■ Items:

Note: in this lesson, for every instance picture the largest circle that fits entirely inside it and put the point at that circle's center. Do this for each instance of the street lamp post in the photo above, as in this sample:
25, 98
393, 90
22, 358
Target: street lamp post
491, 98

■ Work to do: Write out all of the lines above without changing a single character.

■ Output below:
Note: in this lesson, for every instance picture the largest circle that fits entirely inside it and put the point at that circle's center. Do this for each instance of the street lamp post in the photo above, as in this sample:
25, 98
393, 90
22, 358
Target: street lamp post
491, 98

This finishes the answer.